GOAL 1 → List every line in the entries that contains the string "raised". Case counts.

TEXT TO READ →
Liege-Killer
- Author: Christopher Hinz
- Cover artist: Bill Sienkiewicz
- Language: English
- Series: Paratwa Trilogy
- Release number: 1
- Genre: Science fiction
- Set in: Near future
- Publisher: St. Martin's Press
- Publication date: February 1, 1987
- Publication place: United States
- Media type: Print (hardcover)
- Pages: 458
- Awards: Compton Crook Award (1988)
- ISBN: 978-0312000653
- Followed by: Ash Ock
- Website: www.christopherhinz.com

= Liege-Killer =

1987 novel by Christopher Hinz

Liege Killer is a science fiction novel by American writer Christopher Hinz. The book and its sequels Ash Ock and The Paratwa are set in human colonies in orbit around a desolated post-apocalyptic Earth.

EXERCISE DATA →
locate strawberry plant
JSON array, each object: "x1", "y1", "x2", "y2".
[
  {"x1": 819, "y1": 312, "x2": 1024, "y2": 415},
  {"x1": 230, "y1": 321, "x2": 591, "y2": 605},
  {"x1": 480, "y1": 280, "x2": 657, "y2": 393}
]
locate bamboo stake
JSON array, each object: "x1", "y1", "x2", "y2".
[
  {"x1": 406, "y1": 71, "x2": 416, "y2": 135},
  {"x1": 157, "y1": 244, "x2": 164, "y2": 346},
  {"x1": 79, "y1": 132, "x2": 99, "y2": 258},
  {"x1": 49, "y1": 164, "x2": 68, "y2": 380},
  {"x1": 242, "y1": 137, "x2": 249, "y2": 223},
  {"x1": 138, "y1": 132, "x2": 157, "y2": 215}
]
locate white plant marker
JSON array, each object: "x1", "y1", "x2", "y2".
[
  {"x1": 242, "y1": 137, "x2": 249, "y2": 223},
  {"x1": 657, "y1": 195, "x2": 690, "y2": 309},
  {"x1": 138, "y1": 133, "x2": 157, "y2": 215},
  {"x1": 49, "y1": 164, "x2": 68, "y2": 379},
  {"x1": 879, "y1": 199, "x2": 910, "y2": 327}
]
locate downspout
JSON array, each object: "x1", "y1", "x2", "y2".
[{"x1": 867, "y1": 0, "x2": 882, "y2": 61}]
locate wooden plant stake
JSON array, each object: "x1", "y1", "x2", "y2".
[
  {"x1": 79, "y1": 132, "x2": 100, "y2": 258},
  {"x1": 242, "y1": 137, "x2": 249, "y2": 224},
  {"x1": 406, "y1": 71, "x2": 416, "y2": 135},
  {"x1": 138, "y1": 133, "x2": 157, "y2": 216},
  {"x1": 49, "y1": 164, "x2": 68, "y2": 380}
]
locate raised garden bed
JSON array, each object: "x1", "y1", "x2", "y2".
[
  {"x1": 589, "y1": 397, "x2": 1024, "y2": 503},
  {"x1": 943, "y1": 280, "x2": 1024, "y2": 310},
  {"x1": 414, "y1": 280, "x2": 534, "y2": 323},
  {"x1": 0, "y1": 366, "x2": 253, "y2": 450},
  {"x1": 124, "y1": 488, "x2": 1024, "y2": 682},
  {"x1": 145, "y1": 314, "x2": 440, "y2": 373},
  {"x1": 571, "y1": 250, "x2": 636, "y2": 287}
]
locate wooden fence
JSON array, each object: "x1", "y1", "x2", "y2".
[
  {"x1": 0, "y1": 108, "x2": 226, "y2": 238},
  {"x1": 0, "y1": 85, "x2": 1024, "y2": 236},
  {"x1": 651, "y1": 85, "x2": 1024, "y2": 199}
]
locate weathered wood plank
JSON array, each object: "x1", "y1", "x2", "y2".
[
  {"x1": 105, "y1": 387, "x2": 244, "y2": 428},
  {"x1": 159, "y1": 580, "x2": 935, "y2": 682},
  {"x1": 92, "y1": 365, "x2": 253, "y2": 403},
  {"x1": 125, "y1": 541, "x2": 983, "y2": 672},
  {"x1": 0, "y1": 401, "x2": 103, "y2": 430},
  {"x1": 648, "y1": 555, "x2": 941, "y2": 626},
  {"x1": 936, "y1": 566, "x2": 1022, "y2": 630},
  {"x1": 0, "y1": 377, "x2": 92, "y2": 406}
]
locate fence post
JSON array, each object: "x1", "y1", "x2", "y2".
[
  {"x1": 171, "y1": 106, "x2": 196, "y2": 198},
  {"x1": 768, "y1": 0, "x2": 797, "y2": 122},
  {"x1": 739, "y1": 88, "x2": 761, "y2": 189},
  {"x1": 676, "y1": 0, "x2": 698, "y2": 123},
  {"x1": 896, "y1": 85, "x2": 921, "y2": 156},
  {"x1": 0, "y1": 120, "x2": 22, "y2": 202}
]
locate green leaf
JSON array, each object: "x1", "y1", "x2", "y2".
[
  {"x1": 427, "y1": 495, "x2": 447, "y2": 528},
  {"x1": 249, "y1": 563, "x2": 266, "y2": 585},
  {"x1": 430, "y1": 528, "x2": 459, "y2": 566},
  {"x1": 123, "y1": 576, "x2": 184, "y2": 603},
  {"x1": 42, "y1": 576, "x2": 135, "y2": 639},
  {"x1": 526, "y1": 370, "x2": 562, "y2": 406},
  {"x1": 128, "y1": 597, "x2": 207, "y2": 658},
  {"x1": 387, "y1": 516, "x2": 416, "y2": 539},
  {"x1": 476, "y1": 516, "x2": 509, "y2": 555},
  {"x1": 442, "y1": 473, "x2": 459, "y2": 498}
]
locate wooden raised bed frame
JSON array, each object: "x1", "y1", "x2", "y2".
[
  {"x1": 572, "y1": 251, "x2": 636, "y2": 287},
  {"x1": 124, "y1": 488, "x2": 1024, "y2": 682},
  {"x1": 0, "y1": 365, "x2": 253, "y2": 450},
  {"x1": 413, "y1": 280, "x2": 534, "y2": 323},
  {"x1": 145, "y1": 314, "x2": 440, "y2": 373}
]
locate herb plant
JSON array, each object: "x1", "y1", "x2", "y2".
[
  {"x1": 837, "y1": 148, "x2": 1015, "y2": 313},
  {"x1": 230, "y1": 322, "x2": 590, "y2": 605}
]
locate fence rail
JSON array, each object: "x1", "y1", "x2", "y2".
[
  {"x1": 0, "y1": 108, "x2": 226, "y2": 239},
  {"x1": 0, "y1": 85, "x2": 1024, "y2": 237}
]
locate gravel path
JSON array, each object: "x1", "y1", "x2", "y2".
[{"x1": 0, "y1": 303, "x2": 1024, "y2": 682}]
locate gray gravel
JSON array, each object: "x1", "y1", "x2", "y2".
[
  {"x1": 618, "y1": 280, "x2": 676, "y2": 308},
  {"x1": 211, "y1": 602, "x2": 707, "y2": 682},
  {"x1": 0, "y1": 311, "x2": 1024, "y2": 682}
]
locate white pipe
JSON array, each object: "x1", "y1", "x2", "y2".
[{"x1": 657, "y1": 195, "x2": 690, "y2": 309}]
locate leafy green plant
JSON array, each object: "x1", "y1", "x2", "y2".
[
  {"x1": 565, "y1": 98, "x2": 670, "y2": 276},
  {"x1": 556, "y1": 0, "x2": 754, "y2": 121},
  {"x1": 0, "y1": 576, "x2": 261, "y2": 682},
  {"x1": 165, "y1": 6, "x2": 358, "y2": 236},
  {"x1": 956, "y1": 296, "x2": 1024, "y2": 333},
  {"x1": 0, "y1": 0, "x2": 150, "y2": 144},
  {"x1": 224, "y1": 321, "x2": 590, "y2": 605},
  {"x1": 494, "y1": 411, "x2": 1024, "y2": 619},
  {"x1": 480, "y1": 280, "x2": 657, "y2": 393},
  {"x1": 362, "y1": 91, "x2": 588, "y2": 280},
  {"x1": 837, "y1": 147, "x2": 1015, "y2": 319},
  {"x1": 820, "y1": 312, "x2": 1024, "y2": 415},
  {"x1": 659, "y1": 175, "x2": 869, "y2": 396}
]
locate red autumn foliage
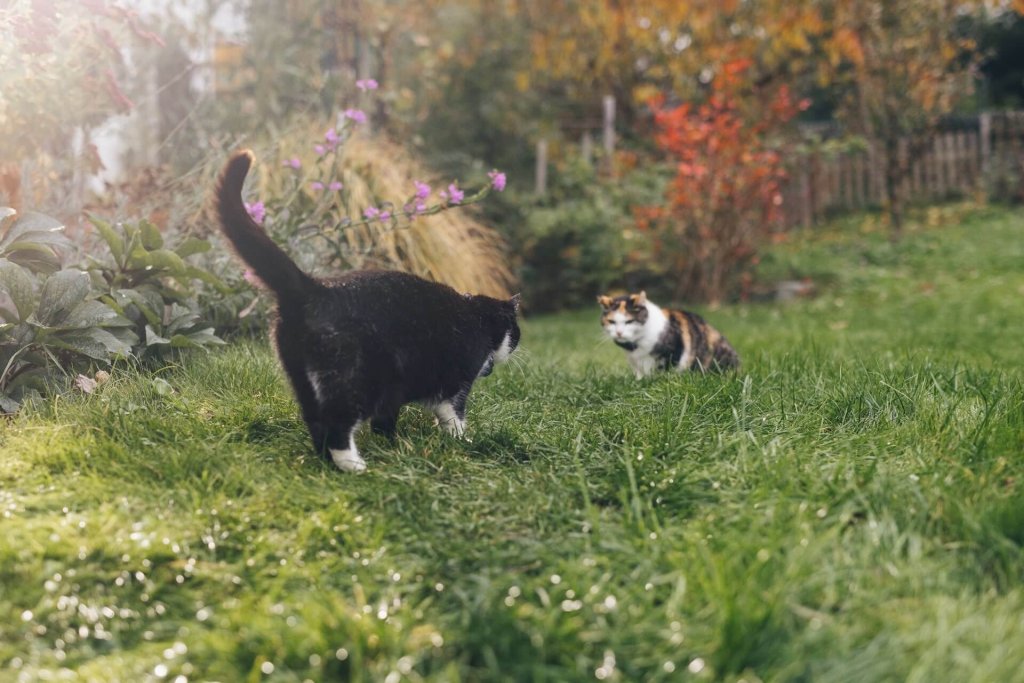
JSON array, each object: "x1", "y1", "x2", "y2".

GOAL 2 → Summarize the page on Liege-Killer in two sentences.

WORKED SOLUTION 1 →
locate raised garden bed
locate wooden raised bed frame

WORKED SOLUTION 2 → Liege-Killer is a 1987 science fiction novel by American writer Christopher Hinz. It and its sequels, Ash Ock and The Paratwa, are set in human colonies orbiting a desolated post-apocalyptic Earth.